Задания>
1. В каком году, согласно отрывку текста, Вашингтон уже собирался после окончания войны стать ведущей мировой державой?
2. Найдите в записях все строки со словом «dress» и перепишите их. Регистр букв важен.

Отрывок текста>

★ ★ ★ ★ ★ ★ ★

Демократическое протестное движение в Арабском мире стало волнующей демонстрацией мужества, преданности и ответственности народных сил, случайно совпавшей с замечательными выступлениями в поддержку рабочих и демократии в Мэдисоне, штат Висконсин, и других американских городах. Траектории протестов в Каире и Мэдисоне хоть и пересекались, но двигались все же в противоположных направлениях: если в Каире их целью было отстаивание элементарных прав, которых народ лишила египетская диктатура, то те, кто вышел на улицы Мэдисона, защищали права, завоеванные в долгой и трудной борьбе, а ныне подвергшиеся жестоким нападкам.
В каждом из двух упомянутых случаев протесты представляют собой микрокосм тенденций в глобальном обществе, следующем своим курсом. И то, что происходит в загнивающем промышленном центре самой богатой и могущественной за всю историю человечества страны, и то, что мы видим в регионе, который президент Дуайт Эйзенхауэр назвал «самым стратегически важным в мире», «колоссальным источником стратегического могущества» или, если воспользоваться выражением Госдепартамента Соединенных Штатов, которые решили приберечь этот регион для себя и своих союзников, устанавливая в 1940-х годах новый мировой порядок, «самой желанной сферой вложения иностранных инвестиций», несомненно влечет за собой далекоидущие последствия.
Несмотря на все перемены, имевшие место в последующие годы, есть все основания полагать, что нынешние политики в основном придерживаются позиции Адольфа Берла, влиятельного советника президента Франклина Делано Рузвельта, в соответствии с которой контроль над колоссальными запасами энергоносителей на Ближнем Востоке обеспечивает одновременно «существенный контроль над всем миром». Соответственно, принято считать, что утрата этого контроля может воспрепятствовать реализации американского проекта глобального доминирования, ясно изложенного во время Второй мировой войны и с тех пор упорно претворяемого в жизнь перед лицом изменений в мировом порядке.
Еще в 1939 году, когда только началась война, Вашингтон по ее окончании намеревался занять положение ведущей мировой державы. В военные годы высокопоставленные чиновники Госдепартамента и специалисты по международным отношениям неоднократно встречались, вырабатывая планы для послевоенного мира. Они очертили «великую зону» американского доминирования, в которую вошло Западное полушарие, Дальний Восток, а также бывшая Британская империя с ее ресурсами энергоносителей на Ближнем Востоке. Когда Россия после Сталинграда стала перемалывать нацистские армии, «великая зона» распространилась и на Евразию, по крайней мере на ее экономическое сердце – Западную Европу. В обозначенной зоне Соединенные Штаты намеревались обладать «неоспоримым могуществом», основанным на «военном и экономическом превосходстве», но одновременно с этим «ограничивать любые суверенные действия» государств, способных помешать реализации их глобальных планов.

★ ★ ★ ★ ★ ★ ★

Фрагменты записей>
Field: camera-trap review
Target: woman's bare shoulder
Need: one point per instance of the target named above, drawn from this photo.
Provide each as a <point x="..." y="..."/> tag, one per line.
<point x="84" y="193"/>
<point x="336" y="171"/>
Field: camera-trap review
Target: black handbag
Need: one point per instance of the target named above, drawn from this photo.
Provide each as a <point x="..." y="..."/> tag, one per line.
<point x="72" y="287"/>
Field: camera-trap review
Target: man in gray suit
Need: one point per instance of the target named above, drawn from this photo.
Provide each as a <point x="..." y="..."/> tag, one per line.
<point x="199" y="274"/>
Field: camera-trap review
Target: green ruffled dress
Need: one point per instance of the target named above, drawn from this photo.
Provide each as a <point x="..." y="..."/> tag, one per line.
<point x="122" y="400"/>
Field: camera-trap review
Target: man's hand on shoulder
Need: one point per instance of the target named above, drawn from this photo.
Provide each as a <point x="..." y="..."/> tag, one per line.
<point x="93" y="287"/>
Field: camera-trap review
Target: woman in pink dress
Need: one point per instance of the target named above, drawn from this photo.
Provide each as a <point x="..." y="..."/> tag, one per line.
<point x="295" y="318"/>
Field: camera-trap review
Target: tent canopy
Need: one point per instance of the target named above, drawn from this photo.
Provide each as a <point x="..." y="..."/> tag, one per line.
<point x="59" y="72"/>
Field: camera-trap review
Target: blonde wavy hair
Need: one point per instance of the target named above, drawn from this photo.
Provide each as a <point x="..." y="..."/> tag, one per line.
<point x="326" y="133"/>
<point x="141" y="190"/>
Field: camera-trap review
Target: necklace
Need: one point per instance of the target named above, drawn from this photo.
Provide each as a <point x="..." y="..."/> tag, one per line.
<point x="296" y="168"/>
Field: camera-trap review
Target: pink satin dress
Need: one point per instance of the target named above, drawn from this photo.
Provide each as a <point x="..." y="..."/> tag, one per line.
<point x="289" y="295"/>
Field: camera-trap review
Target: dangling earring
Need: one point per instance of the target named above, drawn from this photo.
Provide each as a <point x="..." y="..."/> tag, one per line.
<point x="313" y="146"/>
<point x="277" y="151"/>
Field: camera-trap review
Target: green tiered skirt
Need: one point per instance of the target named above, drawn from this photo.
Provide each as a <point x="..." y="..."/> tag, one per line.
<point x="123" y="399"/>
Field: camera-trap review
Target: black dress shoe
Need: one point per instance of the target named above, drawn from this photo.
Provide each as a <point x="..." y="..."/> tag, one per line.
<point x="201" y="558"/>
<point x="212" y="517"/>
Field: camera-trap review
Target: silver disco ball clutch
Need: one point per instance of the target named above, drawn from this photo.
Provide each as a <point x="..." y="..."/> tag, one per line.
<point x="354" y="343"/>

★ ★ ★ ★ ★ ★ ★

Ответы к заданиям>
1. В 1939 году.

2.
Target: green ruffled dress
Target: woman in pink dress
Target: pink satin dress
Target: black dress shoe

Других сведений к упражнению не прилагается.